読解用の抜粋:
Wi-SUNを活用した気象ステーションの製作の連載第5回は、Wi-SUNの伝搬距離評価について解説します。また今回で連載の最終回となりますので、システム全体のまとめについても最後に触れたいと思います。

 

目次

  1. Wi-SUNの特徴についておさらい
  2. 「奥村−秦モデル」を使用したWi-SUN伝搬距離の見積もり
  3. Wi-SUN伝搬距離の測定環境
  4. Wi-SUN伝搬距離の測定結果と「奥村−秦モデル」シミュレーションとの比較
  5. Wi-SUN気象ステーションのまとめ

 

1. Wi-SUNの特徴についておさらい

最初にWi-SUNの伝搬距離評価に関わる要素・特徴についておさらいします。図1は本連載の第1回で使用したWi-SUNのポジショニング図(ローム株式会社の資料「Wi-SUN無線通信モジュールの最新技術動向」から引用)です。

処理対象の記録:
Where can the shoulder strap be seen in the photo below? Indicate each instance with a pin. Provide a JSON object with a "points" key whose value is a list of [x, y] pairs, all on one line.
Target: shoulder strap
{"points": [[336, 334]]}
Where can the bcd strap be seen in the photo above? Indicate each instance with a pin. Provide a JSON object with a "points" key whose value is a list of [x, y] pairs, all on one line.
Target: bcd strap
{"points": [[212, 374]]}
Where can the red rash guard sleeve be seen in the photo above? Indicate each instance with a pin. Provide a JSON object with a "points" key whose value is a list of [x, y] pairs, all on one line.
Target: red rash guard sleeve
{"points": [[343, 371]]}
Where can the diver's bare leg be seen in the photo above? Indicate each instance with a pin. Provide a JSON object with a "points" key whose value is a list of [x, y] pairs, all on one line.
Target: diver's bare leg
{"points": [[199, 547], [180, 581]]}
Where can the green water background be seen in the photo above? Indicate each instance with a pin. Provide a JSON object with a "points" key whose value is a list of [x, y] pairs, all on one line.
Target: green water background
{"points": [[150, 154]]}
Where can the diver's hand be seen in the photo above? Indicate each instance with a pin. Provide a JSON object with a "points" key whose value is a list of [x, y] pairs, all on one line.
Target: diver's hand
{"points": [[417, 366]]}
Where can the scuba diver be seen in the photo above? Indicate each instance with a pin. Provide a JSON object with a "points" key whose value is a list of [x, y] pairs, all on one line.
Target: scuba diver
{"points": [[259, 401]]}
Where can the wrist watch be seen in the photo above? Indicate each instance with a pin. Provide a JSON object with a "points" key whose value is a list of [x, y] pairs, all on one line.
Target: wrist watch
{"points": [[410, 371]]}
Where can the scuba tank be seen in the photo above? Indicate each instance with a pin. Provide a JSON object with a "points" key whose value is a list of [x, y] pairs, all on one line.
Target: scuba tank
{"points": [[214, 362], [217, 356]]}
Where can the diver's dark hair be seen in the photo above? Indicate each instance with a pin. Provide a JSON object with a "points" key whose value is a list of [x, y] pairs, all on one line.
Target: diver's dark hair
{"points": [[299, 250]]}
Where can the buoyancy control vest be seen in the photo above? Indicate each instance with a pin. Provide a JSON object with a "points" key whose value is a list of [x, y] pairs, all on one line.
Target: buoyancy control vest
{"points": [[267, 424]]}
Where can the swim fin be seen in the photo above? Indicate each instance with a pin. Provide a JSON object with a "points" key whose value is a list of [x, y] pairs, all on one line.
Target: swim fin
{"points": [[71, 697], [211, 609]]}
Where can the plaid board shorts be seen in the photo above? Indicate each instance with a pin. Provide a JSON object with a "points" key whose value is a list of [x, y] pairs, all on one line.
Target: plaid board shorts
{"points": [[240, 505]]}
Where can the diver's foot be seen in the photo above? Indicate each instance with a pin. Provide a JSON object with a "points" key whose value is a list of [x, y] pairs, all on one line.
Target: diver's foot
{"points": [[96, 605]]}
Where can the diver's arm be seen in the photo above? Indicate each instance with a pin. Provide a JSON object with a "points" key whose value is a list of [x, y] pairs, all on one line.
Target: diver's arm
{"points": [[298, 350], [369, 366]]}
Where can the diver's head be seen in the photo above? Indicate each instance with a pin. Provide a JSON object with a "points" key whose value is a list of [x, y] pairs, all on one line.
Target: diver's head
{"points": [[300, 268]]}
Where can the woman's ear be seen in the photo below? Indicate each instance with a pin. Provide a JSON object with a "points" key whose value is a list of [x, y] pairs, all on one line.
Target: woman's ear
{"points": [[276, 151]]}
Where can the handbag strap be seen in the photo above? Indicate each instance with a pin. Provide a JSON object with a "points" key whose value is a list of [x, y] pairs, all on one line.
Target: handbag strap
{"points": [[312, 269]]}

実施する課題:
• 1. Wi-SUN気象ステーションについての抜粋で、図1はどの資料から引用されているか。
• 2. 記録のうち「Where can the woman's」を含む行から記録の最後の行までを、「番号」と「行」の2列からなるMarkdownの表として示すこと。空行は表に含めない。
抜粋と記録は互いに関係がない。

期待される結果:
• 1. ローム株式会社の資料「Wi-SUN無線通信モジュールの最新技術動向」から引用されている。

• 2.
| 番号 | 行 |
|---|---|
| 1 | Where can the woman's ear be seen in the photo below? Indicate each instance with a pin. Provide a JSON object with a "points" key whose value is a list of [x, y] pairs, all on one line. |
| 2 | Target: woman's ear |
| 3 | {"points": [[276, 151]]} |
| 4 | Where can the handbag strap be seen in the photo above? Indicate each instance with a pin. Provide a JSON object with a "points" key whose value is a list of [x, y] pairs, all on one line. |
| 5 | Target: handbag strap |
| 6 | {"points": [[312, 269]]} |